● GIVEN INSTRUCTION
Answer these questions about the Enel Chile tender offer announcement below:
(a) What cash price per share does the Chilean Offer pay, and in what currency?
(b) When does the U.S. Offer expire, unless extended?
(c) At what subscription price per share do tendering holders subscribe for Enel Chile Shares under the U.S. Share/ADS Subscription Condition?

** START PAGE **

SANTIAGO, Chile, Feb. 16, 2018 /PRNewswire/ -- ENEL CHILE S.A. ("Enel Chile") (NYSE: ENIC) today announced the commencement of its concurrent tender offers for shares of common stock and American Depositary Shares ("ADSs") of its subsidiary Enel Generación Chile S.A. ("Enel Generación"):
- A tender offer for (i) all outstanding shares of common stock of Enel Generación ("Enel Generación Shares") held by U.S. persons for Ch$590 per share in cash, payable in U.S. dollars and (ii) all outstanding ADSs of Enel Generación ("Enel Generación ADSs") held by holders of Enel Generación ADSs, wherever located, for Ch$17,700 per ADS in cash, payable in U.S. dollars, in each case upon the terms and subject to certain conditions described in the U.S. prospectus (including the U.S. Share/ADS Subscription Condition described below) and in the related U.S. tender offer acceptance documents (the "U.S. Offer"); and
- A voluntary public tender offer in Chile for all outstanding Enel Generación Shares, other than Enel Generación Shares currently owned by Enel Chile and its affiliates, at a price of Ch$590 per share in cash, payable in Chilean pesos, upon the terms and subject to certain conditions described in the Chilean prospectus (including the Chilean Share Subscription Condition described below) (the "Chilean Offer").
THE U.S. OFFER WILL EXPIRE AT 4:30 P.M., NEW YORK CITY TIME, ON MARCH 22, 2018, UNLESS EXTENDED. THE CHILEAN OFFER WILL EXPIRE AT 5:30 P.M., SANTIAGO TIME, ON MARCH 22, 2018.
The U.S. Offer is subject to the condition that tendering holders of Enel Generación Shares and/or Enel Generación ADSs shall have agreed to apply Ch$236 of the consideration for each Enel Generación Share tendered and Ch$7,080 of the consideration for each Enel Generación ADS tendered to subscribe for shares of common stock of Enel Chile ("Enel Chile Shares") at a subscription price of Ch$82 per Enel Chile Share (or Ch$4,100 per ADS of Enel Chile, each representing 50 Enel Chile Shares ("Enel Chile ADS")) (the "U.S. Share/ADS Subscription Condition"). Following completion of the U.S. Offer, (i) for each Enel Generación Share tendered in the U.S. Offer, an Enel Generación shareholder will receive Ch$354 in cash, payable in U.S. dollars, and 2.87807 Enel Chile Shares as a result of satisfaction of the U.S. Share/ADS Subscription Condition and (ii) for each Enel Generación ADS tendered in the U.S. Offer, an Enel Generación ADS holder will receive Ch$10,620 in cash, payable in U.S. dollars, and 1.72683 Enel Chile ADSs (subject to a ADS issuance fee) as a result of satisfaction of the U.S. Share/ADS Subscription Condition.

** END PAGE **
** START RECORDS PROVIDED **

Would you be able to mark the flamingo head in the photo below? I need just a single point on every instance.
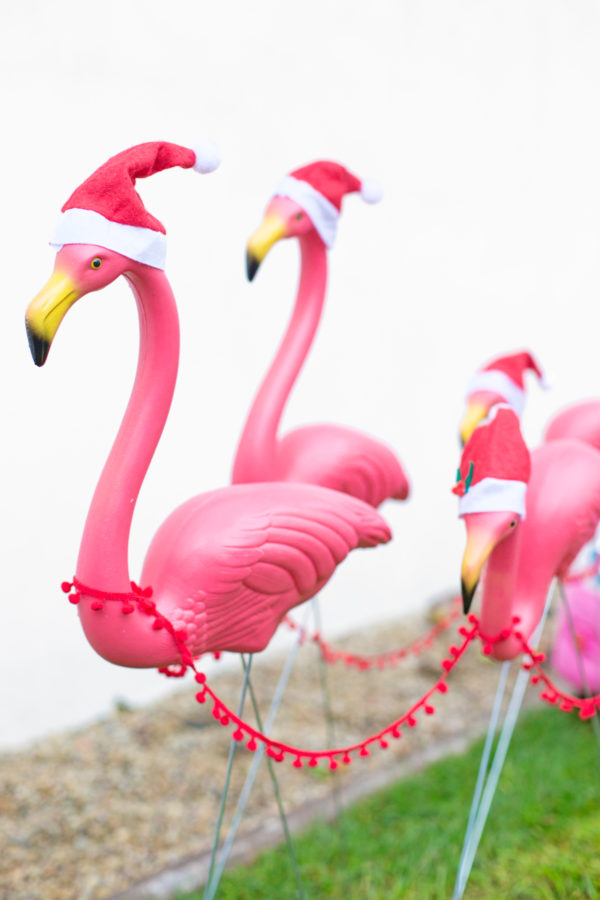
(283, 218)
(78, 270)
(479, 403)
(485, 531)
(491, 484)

** END RECORDS PROVIDED **
** START RECORDS PROVIDED **

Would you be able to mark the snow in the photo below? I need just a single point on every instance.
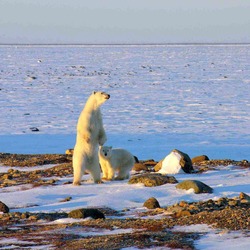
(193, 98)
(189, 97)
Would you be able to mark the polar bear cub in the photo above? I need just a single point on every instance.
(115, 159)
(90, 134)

** END RECORDS PROVIDED **
** START RECORDS PROVIDED **

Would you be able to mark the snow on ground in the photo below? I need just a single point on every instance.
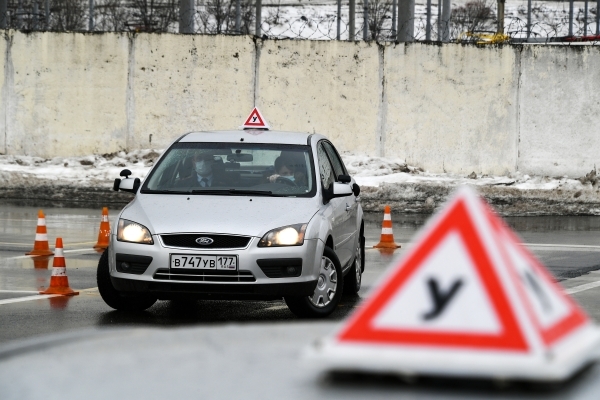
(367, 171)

** END RECORDS PROVIDED **

● TASK ANSWER
(a) Ch$590 per share, payable in Chilean pesos.
(b) At 4:30 p.m., New York City time, on March 22, 2018.
(c) Ch$82 per Enel Chile Share.